Exercise inputs.
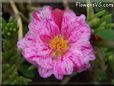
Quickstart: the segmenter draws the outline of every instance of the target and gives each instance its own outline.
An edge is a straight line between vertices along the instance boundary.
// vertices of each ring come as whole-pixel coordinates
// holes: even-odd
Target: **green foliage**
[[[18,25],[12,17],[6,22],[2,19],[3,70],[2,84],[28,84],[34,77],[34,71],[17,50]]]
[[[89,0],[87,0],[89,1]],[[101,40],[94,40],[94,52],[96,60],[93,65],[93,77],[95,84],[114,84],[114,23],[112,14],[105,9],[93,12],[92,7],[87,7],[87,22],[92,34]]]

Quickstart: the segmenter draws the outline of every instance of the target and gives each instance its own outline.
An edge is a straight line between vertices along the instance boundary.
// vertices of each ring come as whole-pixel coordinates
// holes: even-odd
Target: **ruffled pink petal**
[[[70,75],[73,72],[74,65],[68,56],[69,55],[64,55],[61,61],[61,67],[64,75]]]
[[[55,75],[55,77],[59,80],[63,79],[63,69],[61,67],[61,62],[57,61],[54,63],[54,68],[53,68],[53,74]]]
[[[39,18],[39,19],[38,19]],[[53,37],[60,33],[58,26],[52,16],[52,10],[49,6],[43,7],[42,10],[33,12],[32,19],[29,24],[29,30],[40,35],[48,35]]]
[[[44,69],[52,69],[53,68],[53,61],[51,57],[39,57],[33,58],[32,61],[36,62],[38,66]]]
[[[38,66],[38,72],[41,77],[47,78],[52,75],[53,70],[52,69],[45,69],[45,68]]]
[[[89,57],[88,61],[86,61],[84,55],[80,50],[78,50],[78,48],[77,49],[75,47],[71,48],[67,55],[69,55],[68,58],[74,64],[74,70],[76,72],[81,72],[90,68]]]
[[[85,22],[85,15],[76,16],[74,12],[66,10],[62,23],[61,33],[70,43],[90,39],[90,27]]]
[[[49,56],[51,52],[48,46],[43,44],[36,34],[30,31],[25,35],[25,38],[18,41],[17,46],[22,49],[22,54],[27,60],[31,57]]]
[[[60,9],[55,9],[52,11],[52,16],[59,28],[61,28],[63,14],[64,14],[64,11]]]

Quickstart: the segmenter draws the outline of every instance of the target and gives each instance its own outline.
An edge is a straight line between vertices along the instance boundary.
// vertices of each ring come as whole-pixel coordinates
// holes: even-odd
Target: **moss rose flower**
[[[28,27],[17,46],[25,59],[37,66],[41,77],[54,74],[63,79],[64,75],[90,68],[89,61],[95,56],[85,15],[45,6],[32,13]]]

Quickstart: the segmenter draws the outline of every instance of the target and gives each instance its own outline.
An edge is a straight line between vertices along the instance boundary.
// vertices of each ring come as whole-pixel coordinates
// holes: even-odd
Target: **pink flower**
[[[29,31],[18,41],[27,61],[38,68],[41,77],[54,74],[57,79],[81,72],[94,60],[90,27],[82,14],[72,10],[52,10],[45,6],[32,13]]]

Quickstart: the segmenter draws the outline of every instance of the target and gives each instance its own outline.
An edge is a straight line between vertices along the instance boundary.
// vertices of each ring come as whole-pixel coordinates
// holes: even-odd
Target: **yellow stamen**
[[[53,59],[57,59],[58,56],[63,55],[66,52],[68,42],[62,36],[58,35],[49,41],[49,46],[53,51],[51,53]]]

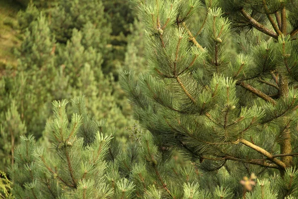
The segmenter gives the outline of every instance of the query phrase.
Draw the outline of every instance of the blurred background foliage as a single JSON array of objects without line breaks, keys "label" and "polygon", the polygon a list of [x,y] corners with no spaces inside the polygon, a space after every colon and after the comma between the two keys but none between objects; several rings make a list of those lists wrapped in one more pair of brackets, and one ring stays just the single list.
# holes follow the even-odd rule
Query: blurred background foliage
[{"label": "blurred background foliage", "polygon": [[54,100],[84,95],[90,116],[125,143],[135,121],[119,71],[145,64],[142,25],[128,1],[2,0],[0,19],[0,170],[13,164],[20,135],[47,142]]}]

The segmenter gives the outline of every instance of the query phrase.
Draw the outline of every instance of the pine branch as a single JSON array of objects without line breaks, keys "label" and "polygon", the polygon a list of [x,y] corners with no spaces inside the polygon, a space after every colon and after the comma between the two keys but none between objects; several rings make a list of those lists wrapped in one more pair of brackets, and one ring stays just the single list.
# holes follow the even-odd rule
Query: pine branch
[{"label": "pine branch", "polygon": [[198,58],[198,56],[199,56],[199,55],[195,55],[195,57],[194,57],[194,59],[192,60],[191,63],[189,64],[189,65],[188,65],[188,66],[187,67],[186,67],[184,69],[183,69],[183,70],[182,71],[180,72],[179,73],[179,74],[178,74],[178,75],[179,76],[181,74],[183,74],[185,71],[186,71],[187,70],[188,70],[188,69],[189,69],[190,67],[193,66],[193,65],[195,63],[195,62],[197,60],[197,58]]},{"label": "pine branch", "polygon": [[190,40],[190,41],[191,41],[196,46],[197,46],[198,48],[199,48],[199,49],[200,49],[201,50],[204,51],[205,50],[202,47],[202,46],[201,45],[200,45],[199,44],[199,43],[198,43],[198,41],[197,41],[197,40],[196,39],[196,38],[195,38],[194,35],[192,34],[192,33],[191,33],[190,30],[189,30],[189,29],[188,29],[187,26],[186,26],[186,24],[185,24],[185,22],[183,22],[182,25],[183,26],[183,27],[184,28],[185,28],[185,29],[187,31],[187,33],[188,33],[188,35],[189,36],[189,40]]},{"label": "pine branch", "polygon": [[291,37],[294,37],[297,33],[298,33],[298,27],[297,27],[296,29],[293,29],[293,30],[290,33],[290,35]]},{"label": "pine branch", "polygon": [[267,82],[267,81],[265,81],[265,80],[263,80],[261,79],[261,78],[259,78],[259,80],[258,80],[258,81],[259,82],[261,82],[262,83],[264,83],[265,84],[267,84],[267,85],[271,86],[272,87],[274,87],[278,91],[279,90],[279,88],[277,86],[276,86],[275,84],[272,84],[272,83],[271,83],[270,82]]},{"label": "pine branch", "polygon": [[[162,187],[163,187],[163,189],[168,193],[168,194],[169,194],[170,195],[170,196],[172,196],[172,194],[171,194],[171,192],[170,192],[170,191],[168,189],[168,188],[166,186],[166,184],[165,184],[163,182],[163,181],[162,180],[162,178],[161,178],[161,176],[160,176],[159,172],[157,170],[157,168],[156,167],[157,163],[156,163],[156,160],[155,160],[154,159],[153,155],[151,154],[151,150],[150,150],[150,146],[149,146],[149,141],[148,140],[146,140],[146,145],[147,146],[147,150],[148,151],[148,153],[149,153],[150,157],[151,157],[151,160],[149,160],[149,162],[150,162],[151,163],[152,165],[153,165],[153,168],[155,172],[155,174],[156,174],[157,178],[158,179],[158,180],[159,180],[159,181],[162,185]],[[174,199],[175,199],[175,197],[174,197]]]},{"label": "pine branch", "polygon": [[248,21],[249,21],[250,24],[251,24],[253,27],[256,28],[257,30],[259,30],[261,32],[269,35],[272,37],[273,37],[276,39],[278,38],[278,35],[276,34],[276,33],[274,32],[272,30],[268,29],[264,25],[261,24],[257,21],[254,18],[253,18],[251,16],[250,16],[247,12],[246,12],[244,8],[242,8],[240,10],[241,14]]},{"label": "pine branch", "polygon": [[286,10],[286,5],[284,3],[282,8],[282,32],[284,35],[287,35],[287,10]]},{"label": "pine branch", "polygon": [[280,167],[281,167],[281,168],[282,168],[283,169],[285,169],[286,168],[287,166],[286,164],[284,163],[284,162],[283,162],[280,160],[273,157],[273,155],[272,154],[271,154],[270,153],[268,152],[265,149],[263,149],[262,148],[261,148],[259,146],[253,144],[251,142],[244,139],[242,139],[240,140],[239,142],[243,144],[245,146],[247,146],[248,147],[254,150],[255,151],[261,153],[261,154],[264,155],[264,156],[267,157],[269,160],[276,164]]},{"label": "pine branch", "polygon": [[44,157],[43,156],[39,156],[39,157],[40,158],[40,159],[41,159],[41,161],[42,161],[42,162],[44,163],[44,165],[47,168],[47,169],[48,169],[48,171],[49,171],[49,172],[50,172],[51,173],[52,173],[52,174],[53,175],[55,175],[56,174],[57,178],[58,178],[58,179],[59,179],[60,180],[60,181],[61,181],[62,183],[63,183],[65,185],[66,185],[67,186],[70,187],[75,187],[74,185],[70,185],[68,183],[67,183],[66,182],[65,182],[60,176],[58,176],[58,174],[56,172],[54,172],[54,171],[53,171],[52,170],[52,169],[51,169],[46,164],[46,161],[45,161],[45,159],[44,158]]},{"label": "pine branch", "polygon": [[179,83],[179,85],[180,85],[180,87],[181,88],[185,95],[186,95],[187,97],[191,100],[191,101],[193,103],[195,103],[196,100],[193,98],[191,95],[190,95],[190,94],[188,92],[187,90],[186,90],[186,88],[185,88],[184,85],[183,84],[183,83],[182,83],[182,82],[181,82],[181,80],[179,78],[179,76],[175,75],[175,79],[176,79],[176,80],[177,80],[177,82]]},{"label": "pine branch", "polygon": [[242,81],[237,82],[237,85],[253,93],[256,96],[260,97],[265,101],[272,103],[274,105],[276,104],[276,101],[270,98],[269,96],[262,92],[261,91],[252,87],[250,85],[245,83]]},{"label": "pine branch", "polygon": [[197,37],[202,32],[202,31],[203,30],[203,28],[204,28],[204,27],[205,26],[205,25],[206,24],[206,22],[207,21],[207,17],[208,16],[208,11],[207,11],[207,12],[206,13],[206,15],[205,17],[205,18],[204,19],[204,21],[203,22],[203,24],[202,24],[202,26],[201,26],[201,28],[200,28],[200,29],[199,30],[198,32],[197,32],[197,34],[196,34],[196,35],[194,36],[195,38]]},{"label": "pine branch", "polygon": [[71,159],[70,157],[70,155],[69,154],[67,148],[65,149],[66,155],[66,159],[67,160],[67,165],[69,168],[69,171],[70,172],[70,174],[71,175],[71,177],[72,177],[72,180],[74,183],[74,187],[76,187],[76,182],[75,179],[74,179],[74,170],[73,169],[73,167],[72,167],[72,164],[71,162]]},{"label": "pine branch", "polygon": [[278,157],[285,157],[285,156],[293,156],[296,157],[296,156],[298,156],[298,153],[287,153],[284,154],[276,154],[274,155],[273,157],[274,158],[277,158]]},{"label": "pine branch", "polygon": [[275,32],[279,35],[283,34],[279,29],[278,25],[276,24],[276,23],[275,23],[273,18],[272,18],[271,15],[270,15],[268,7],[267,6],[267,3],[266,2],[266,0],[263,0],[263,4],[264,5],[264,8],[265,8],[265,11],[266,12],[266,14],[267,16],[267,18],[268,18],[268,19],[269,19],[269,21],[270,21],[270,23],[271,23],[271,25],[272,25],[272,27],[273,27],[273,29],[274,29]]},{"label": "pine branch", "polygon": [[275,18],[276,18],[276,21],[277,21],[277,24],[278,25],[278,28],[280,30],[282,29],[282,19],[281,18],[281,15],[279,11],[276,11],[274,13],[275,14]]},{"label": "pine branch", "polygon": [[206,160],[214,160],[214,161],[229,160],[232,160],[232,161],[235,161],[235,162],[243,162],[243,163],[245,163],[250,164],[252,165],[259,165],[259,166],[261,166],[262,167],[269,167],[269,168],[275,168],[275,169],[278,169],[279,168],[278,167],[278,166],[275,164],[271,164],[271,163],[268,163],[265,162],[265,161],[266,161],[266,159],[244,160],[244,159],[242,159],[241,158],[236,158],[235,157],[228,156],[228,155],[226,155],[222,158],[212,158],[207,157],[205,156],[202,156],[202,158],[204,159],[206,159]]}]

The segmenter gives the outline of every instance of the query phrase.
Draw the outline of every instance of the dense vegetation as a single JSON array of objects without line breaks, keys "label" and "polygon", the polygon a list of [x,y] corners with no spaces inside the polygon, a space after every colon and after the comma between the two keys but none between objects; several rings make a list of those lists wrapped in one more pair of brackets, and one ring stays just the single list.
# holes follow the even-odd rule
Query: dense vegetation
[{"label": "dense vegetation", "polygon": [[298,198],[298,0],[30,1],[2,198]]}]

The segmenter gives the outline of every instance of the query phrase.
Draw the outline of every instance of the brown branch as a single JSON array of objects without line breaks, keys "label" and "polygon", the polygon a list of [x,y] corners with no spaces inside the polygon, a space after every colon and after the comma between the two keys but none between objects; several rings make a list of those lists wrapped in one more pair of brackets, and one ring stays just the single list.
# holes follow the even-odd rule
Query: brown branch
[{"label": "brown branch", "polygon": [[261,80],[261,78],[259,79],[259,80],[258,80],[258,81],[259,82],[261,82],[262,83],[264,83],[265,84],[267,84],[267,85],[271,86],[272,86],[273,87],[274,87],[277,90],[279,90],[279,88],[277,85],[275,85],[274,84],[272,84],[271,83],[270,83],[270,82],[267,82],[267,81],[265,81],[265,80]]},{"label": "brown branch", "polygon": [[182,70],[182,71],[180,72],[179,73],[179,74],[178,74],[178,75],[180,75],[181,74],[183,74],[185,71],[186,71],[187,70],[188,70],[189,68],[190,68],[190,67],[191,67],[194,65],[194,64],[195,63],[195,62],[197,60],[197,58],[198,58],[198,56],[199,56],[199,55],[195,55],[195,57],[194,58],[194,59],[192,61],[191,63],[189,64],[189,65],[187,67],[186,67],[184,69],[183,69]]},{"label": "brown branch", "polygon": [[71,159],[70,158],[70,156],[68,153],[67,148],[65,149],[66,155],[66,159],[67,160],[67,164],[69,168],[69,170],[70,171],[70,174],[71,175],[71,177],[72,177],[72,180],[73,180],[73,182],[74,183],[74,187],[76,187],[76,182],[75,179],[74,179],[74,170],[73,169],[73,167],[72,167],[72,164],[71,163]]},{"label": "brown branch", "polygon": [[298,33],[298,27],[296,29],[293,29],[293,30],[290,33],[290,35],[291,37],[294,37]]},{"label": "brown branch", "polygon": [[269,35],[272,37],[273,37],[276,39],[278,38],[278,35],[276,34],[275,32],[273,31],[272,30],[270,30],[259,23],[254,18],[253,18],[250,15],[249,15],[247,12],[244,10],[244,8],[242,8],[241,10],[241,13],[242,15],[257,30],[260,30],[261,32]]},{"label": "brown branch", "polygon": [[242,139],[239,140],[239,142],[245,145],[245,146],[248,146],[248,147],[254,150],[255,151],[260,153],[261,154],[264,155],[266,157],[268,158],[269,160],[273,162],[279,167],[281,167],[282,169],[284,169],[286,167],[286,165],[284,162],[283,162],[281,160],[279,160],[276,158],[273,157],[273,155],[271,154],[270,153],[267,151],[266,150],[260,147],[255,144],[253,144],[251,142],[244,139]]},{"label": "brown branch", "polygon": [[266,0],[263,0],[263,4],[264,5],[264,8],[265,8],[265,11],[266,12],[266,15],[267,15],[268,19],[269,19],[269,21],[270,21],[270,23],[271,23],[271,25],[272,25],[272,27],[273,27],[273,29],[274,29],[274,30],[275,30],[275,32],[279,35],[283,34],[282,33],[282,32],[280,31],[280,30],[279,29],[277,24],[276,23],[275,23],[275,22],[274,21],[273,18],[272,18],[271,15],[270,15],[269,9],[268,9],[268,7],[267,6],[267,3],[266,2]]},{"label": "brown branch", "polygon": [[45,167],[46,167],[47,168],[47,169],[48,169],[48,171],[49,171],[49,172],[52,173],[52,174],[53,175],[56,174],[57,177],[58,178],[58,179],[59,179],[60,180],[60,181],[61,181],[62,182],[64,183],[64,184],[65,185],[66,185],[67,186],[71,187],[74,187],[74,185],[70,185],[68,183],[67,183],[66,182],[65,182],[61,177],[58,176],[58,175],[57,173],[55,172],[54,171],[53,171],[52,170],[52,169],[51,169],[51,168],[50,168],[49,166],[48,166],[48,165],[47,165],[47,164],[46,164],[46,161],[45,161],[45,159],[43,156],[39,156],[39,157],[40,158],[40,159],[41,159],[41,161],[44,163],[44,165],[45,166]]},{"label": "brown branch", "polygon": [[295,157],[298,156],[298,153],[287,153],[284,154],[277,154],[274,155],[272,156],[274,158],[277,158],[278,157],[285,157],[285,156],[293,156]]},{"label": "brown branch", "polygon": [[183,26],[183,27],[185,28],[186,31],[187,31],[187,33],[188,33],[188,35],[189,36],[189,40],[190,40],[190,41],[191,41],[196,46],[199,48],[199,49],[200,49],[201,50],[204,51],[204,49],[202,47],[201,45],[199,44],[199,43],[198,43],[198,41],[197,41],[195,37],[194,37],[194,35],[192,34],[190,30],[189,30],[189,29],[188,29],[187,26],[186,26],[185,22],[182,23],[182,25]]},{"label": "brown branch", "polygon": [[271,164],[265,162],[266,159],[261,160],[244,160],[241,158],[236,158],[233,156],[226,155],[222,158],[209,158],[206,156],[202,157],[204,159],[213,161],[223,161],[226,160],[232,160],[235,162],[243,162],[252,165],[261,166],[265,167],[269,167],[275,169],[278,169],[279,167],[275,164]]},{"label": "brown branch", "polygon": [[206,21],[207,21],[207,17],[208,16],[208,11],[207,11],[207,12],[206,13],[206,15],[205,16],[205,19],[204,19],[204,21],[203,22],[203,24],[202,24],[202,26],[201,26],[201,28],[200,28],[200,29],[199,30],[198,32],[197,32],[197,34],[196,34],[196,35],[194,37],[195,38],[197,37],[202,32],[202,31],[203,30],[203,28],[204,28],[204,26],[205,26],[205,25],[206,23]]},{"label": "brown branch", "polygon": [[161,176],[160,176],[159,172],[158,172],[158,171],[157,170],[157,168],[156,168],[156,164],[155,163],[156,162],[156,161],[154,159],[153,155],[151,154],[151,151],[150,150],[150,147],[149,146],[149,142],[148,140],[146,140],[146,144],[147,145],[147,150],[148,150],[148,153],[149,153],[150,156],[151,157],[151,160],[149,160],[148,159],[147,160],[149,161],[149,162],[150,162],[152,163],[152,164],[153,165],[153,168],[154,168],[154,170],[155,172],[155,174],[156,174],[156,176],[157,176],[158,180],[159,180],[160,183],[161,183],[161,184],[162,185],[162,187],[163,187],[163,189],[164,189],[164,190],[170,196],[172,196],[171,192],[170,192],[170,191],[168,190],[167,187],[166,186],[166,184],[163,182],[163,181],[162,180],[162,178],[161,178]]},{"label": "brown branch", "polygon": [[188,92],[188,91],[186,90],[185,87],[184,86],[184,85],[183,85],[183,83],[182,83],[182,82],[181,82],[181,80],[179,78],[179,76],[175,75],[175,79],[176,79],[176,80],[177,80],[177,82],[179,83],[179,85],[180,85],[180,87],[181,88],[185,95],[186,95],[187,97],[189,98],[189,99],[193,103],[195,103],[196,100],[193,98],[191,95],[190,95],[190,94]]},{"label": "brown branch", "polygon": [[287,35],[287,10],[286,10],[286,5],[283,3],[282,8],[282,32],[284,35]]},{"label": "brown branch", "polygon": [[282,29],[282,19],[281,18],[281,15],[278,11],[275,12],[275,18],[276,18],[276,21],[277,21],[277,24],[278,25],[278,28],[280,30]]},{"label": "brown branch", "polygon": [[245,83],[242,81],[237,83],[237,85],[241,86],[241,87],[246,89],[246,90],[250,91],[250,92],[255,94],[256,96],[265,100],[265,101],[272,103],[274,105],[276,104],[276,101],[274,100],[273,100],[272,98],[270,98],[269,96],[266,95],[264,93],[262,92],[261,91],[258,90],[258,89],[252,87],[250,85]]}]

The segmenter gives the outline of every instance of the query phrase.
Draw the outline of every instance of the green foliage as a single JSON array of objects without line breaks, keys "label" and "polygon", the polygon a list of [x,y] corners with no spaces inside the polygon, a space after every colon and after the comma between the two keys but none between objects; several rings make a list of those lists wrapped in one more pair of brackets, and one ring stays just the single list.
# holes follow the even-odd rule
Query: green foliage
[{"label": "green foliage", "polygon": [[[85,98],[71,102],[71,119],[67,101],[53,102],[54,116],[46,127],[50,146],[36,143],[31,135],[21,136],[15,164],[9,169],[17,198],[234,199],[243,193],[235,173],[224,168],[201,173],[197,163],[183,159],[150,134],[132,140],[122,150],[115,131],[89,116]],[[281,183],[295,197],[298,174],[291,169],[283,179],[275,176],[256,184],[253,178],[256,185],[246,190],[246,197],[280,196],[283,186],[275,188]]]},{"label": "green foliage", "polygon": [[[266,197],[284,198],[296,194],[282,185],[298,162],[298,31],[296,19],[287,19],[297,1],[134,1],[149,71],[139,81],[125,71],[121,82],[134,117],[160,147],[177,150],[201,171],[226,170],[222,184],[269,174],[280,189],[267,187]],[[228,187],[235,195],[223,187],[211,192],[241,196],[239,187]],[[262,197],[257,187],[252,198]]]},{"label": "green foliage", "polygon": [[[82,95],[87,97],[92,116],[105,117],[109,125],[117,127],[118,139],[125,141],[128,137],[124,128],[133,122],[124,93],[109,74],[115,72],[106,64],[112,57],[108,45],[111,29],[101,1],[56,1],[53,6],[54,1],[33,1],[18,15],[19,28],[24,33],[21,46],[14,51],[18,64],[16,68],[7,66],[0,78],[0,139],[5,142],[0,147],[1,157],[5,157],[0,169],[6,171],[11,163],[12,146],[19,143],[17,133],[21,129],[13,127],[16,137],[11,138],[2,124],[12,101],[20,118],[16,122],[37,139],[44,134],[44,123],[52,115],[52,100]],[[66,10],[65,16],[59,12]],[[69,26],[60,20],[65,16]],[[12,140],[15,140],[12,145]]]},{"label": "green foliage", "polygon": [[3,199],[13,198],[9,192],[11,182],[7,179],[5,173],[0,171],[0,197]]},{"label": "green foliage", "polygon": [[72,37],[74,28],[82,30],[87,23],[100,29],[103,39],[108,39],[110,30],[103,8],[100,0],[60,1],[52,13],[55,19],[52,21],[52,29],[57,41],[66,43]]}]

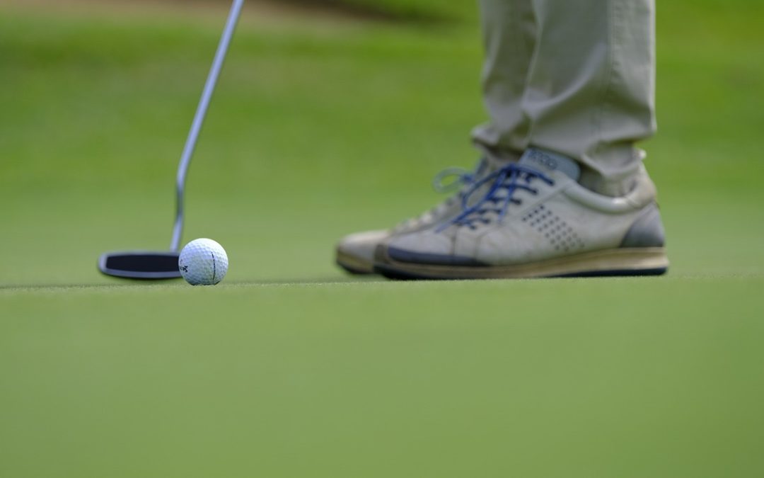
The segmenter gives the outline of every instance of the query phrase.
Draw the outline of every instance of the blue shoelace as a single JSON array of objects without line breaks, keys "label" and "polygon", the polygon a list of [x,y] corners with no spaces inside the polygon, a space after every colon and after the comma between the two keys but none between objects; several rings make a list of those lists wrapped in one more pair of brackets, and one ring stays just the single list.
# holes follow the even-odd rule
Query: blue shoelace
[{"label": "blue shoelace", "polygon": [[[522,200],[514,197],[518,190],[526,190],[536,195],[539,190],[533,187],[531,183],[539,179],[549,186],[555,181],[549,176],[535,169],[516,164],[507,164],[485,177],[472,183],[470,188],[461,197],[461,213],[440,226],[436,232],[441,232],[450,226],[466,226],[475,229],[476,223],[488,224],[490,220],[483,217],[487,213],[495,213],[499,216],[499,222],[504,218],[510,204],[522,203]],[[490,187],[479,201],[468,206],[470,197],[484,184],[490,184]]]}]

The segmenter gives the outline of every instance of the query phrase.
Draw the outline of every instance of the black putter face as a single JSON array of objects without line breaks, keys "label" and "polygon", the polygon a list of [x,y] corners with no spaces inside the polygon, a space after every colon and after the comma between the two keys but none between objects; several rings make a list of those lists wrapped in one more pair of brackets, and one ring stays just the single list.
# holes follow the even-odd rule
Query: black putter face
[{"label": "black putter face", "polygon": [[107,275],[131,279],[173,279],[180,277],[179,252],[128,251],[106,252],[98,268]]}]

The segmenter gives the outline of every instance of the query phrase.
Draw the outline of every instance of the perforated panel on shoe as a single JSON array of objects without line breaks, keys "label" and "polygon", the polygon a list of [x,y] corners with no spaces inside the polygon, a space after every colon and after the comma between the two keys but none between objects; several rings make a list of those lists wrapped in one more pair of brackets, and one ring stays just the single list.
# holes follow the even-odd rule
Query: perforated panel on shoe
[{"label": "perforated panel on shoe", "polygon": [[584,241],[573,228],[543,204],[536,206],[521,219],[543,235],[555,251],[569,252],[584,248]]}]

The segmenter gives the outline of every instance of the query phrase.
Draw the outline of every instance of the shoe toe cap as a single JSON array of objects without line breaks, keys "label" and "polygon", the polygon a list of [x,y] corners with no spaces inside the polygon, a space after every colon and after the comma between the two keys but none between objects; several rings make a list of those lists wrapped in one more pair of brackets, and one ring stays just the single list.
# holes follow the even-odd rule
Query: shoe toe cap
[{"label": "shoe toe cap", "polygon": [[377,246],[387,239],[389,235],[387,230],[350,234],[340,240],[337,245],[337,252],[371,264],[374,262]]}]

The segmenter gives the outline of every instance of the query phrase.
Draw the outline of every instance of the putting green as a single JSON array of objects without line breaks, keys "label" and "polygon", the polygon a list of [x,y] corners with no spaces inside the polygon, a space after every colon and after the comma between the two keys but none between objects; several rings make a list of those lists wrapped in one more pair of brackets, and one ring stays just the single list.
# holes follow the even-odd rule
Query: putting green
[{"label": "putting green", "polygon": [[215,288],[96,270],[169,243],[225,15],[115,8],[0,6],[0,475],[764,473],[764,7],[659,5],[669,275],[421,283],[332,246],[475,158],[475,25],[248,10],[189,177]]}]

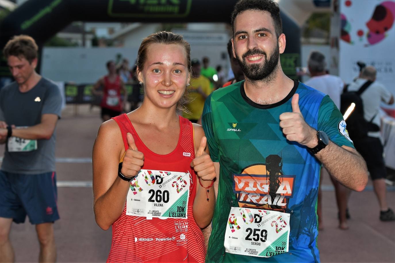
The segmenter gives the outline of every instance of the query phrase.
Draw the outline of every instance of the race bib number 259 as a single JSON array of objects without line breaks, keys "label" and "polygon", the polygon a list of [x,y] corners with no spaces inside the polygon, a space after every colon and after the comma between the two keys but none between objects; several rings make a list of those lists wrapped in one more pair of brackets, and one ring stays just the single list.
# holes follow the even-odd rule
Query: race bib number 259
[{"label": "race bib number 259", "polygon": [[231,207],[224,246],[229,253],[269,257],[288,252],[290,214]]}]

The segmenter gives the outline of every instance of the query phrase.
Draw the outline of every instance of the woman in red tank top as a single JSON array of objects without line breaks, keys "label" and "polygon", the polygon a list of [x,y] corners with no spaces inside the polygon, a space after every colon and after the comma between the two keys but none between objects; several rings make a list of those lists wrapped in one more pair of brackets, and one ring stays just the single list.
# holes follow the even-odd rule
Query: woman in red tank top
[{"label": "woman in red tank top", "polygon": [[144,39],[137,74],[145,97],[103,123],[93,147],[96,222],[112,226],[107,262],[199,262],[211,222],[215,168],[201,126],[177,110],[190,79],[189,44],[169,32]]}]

What is expected.
Render the listing above as a Markdown table with columns "No." and "Text", one row per line and numbered in order, from the start of the listing up to and including the line with "Target: **green foliage**". Omit the pictures and any blank lines.

Response below.
| No. | Text |
|---|---|
| 1 | Quickstart: the segmenter draws the outline of every instance of the target and gives each instance its own outline. |
| 2 | An edge is a straight line between vertices along the instance boundary. |
| 3 | // vertices of each ring come as whole-pixel coordinates |
| 4 | // holes: even-odd |
| 5 | Target: **green foliage** |